_Brief 1_. In the Chimbuko run guide, which network interface should remain applicable on Summit for service_node_iface?
_Brief 2_. List every variable in chimbuko_config.sh that the Chimbuko run guide says is marked to be set by the user.
_Brief 3_. Write out the stretch of the Chimbuko run guide from "The first step" through "Spack’s install location.)".

# START OF Text passage

Running an application under Chimbuko

Online Analysis

In this section we detail how to run Chimbuko both offline (Chimbuko analysis performed after application has completed) or online (Chimbuko analysis performed in real-time). In the first sections below we will describe how to run Chimbuko assuming it has been installed directly onto the system and is available on all nodes. The same procedure can be used to run Chimbuko inside a (single) Docker container, which can be convenient for testing or for offline analysis. For online analysis it is often more convenient to run Chimbuko through Singularity containers, and we will describe how to do so in a separate section below.

Chimbuko is designed primarily for online analysis. In this mode an instance of the AD module is spawned for each instance of the application (e.g. for each MPI rank); a centralized parameter server aggregates global statistics and distributes information to the visualization module; and a centralized provenance database maintains detailed information regarding each anomaly.

It is expected that the user create a run script that performs three basic functions:

  • Launch Chimbuko services (pserver, provDB, visualization).

  • Launch the Anomaly Detection (AD) component

  • Launch the application

Because launching the AD and application requires explicit invocations of mpirun or the system equivalent (e.g. jsrun on Summit) tailored to the specific setup desired by the user, we are unfortunately unable to automate this entire process. In this section we will walk through the creation of a typical run script.


The first step is to load Chimbuko. If installed via Spack this can be accomplished simply by:

spack load chimbuko

(It may be necessary to source the setup_env.sh script to setup spack first, which by default installs in the spack/share/spack/ subdirectory of Spack’s install location.)


A configuration file is used to set various configuration variables that are used for launching Chimbuko services and used by the Anomaly detection algorithm in Chimbuko. A template is provided in the Chimbuko install directory $(spack location -i chimbuko-performance-analysis)/scripts/launch/chimbuko_config.sh, which the user should copy to their working directory and modify as necessary.

A number of variables in chimbuko_config.sh are marked <------------ ***SET ME*** and must be set appropriately:

  • viz_root : The root path of the Chimbuko visualization installation. For spack users this can be set to $(spack location -i chimbuko-visualization2) (default)

  • export C_FORCE_ROOT=1 : This variable is necessary when using Chimbuko in a Docker image, otherwise set to 0.

  • service_node_iface : The network interface upon which communication between the AD and the parameter server is performed. There are multiple ways to list the available interfaces, for example using ip link show. On Summit this command must be executed on a job node and not the login node. The interface ib0 should remain applicable for this machine.

  • provdb_engine : The libfabric provider used for the provenance database. Available fabrics can be found using fi_info (on Summit this must be executed on a job node, not the login node). For more details, cf. here.

  • provdb_domain : The network domain, used by verbs provider. It can be found using fi_info and looking for a verbs;ofi_rxm provider that has the FI_EP_RDM type. On Summit this must be performed on a compute node, but the default, mlx5_0 should remain applicable for this machine.

  • TAU_EXEC : This specifies how to execute tau_exec.

# END OF Text passage
# START OF Data listing

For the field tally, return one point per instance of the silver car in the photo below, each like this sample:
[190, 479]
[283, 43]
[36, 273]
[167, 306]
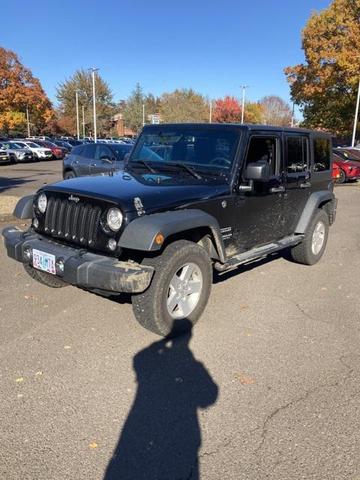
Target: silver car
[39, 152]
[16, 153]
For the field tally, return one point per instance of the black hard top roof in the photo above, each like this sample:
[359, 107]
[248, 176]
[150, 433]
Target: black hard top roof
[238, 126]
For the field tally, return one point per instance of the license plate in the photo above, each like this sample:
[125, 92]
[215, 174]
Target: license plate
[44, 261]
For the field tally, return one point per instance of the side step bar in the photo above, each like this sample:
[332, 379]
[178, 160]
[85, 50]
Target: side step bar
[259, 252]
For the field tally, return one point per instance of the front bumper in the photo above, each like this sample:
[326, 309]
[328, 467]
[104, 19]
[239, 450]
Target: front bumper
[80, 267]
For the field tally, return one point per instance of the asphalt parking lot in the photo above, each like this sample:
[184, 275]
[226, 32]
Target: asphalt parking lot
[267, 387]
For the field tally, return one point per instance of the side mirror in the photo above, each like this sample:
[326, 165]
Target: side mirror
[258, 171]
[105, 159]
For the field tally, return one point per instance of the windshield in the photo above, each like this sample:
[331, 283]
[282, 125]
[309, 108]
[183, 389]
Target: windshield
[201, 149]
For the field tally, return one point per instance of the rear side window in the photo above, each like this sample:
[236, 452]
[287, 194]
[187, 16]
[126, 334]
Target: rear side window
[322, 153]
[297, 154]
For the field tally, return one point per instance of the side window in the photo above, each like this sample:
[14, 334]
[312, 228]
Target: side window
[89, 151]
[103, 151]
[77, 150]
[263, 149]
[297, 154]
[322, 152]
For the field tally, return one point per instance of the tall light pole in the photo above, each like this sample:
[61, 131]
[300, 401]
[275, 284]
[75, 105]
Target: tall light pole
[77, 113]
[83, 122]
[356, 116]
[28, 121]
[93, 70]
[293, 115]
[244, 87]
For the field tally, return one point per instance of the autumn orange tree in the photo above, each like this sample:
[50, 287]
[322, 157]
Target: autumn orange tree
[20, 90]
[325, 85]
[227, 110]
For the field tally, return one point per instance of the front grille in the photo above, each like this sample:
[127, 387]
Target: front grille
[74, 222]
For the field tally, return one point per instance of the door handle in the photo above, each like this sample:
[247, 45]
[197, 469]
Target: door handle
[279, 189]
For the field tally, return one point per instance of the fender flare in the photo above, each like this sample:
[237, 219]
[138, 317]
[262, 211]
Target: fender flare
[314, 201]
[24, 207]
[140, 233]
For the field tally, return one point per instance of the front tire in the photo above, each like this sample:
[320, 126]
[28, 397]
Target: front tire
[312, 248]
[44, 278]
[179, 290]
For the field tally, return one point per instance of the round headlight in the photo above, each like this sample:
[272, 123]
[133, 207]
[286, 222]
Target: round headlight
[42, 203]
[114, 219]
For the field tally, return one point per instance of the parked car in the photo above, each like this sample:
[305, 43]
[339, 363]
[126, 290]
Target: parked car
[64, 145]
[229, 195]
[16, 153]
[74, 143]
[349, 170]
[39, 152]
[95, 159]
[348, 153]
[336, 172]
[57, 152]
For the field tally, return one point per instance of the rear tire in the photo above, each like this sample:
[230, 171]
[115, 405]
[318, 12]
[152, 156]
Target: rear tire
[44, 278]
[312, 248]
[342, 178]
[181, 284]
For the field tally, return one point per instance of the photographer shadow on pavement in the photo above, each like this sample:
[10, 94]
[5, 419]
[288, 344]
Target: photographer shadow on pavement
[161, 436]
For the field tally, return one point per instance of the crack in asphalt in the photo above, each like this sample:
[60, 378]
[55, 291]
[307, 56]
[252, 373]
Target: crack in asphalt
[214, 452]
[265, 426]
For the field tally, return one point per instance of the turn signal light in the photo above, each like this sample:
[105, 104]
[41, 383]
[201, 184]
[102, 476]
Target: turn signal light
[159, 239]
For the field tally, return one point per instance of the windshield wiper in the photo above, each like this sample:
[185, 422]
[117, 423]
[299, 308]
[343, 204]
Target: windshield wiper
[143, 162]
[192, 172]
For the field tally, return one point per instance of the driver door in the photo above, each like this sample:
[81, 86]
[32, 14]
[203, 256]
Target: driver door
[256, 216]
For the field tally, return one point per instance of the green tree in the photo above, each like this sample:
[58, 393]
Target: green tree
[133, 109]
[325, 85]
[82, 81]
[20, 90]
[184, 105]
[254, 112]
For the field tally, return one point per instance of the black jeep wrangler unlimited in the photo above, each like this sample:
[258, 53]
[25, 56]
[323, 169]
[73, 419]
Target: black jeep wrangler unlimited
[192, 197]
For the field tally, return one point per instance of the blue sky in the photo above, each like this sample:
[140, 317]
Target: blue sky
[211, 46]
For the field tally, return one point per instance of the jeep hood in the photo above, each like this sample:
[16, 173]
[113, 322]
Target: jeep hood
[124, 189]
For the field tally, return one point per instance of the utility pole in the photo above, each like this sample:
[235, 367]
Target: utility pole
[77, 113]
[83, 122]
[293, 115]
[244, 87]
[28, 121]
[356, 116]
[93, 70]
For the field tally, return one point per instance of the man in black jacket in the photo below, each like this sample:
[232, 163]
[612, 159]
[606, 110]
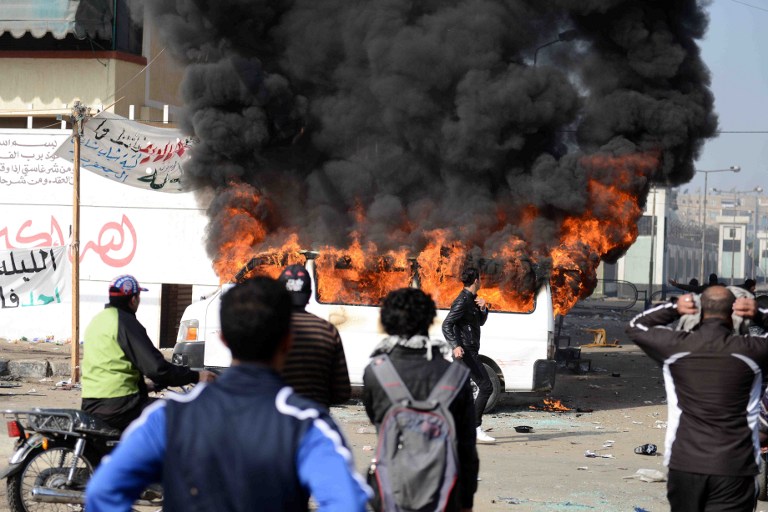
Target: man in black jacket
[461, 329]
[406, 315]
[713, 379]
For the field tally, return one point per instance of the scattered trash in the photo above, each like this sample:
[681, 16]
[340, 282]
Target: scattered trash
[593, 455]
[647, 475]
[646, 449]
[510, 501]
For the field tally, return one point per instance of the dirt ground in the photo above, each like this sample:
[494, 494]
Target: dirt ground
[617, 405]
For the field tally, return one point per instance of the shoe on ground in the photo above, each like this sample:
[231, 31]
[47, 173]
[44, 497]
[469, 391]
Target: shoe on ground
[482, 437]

# END OF Data listing

_Task output 1_. ib0

_Task output 2_. viz_root, C_FORCE_ROOT, service_node_iface, provdb_engine, provdb_domain, TAU_EXEC

_Task output 3_.
The first step is to load Chimbuko. If installed via Spack this can be accomplished simply by:

spack load chimbuko

(It may be necessary to source the setup_env.sh script to setup spack first, which by default installs in the spack/share/spack/ subdirectory of Spack’s install location.)